Rows of box annotation data
-- BEGIN --

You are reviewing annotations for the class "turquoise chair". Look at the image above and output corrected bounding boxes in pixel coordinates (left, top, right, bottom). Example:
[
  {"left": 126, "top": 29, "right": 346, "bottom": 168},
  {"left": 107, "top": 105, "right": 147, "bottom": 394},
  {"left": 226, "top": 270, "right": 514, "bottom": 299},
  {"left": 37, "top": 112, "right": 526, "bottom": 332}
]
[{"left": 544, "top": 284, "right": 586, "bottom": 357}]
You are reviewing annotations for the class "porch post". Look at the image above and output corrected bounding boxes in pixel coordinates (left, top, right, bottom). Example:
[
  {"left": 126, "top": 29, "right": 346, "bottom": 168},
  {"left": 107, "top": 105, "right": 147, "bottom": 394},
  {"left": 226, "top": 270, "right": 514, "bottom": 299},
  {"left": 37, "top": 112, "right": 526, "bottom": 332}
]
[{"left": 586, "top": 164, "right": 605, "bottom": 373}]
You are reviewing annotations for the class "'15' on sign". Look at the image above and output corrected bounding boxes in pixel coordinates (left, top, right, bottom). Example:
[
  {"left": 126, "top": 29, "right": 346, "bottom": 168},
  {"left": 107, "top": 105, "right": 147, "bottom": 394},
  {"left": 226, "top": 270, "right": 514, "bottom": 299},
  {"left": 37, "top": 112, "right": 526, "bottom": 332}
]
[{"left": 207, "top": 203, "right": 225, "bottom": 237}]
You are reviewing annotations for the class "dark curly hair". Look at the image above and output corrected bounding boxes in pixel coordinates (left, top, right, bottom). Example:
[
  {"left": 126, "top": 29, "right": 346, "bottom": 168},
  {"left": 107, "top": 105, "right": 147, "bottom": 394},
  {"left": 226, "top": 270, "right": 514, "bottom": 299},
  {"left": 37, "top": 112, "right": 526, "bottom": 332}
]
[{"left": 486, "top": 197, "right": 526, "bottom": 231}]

-- END --

**What you need to do**
Collect every line in the rows above that contains the string "coordinates", matching its case.

**Final result**
You are reviewing annotations for the class "turquoise chair". Look at the image above and output corrected bounding boxes in pixel coordinates (left, top, right, bottom). Example:
You are reviewing annotations for the class "porch post". Look at the image above and output corrected bounding boxes in pixel coordinates (left, top, right, bottom). Example:
You are reviewing annotations for the class "'15' on sign". Look at the image above and output corrected bounding boxes in pixel coordinates (left, top, right, bottom). Example:
You are reviewing annotations for the class "dark curly hair". Look at the image above and output corrected bounding boxes in pixel coordinates (left, top, right, bottom). Example:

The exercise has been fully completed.